What you should do
Please print every line of the listing below verbatim, without any changes.

Supplied data
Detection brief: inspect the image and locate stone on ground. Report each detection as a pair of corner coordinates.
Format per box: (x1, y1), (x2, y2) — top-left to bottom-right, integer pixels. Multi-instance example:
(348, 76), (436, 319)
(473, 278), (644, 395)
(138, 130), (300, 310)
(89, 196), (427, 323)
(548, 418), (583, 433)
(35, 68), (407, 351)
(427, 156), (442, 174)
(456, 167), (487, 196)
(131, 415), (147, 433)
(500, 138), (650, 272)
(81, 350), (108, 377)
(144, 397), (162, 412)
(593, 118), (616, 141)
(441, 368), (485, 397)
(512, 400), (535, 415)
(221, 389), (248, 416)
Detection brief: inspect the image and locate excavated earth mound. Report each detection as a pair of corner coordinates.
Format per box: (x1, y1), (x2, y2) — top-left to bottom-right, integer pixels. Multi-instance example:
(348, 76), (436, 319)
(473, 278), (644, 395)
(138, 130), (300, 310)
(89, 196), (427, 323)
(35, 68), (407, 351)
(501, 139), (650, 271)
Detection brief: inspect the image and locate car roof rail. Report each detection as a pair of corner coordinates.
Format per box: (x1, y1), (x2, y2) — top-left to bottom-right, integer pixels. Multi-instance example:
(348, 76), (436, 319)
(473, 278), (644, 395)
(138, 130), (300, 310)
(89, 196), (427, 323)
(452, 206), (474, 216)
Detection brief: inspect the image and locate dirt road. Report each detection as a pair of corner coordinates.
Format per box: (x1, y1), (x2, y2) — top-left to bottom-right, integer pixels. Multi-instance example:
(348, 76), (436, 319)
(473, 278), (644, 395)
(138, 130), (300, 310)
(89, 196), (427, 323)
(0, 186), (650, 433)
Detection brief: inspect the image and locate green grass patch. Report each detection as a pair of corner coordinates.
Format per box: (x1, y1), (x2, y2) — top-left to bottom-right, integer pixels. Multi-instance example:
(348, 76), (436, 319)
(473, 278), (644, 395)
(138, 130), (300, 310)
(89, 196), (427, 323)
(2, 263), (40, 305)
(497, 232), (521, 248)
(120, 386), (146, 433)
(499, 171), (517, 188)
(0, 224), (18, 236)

Output for this exercise
Detection brief: inspect the image and locate stone on ground. Report each detection as a pair of corner coordinates.
Format per box: (x1, y1), (x2, y2) — top-left to bottom-right, integer pixels. Multi-instance example:
(348, 76), (436, 319)
(473, 278), (644, 395)
(138, 130), (300, 310)
(89, 196), (427, 323)
(548, 418), (583, 433)
(35, 68), (407, 351)
(427, 156), (442, 174)
(456, 167), (487, 196)
(131, 415), (147, 433)
(500, 138), (650, 272)
(81, 350), (108, 377)
(144, 397), (162, 412)
(593, 118), (616, 141)
(441, 368), (485, 397)
(512, 400), (535, 415)
(221, 389), (248, 416)
Detection brief: inspect the image and locate excavated earth mound. Report each detection as a pair of corner coordinates.
Format per box: (x1, y1), (x2, y2) — top-left to bottom-right, integer pixels. Multi-instance example:
(348, 76), (436, 319)
(473, 278), (644, 395)
(138, 130), (300, 310)
(89, 196), (427, 323)
(35, 68), (407, 351)
(501, 139), (650, 271)
Detection brief: inspect the image and locate car roof rail. Report each detection as a pair of corner coordinates.
Format per box: (x1, y1), (x2, y2) — top-left to bottom-right, integer pixels. Multi-instance example:
(348, 76), (436, 319)
(473, 278), (644, 395)
(138, 130), (300, 310)
(89, 196), (427, 323)
(452, 206), (474, 216)
Detection brief: inspect the image and locate dirt road. Report each detection as a pair of corner coordinates.
Format per box: (x1, y1), (x2, y2) — top-left to bottom-right, integer pixels. Multi-instance example:
(348, 76), (436, 319)
(473, 278), (644, 395)
(138, 130), (300, 310)
(89, 196), (427, 323)
(0, 186), (650, 433)
Detection brief: inspect the image and locate green grass patch. Report each detection as a pair of corner coordinates.
Format per box: (x1, y1), (x2, y2) — top-left to bottom-right, integer pixels. Multi-instance example:
(348, 76), (436, 319)
(473, 278), (644, 395)
(138, 130), (300, 310)
(89, 196), (427, 323)
(2, 263), (40, 305)
(497, 232), (521, 248)
(120, 386), (146, 433)
(499, 171), (517, 188)
(0, 224), (18, 236)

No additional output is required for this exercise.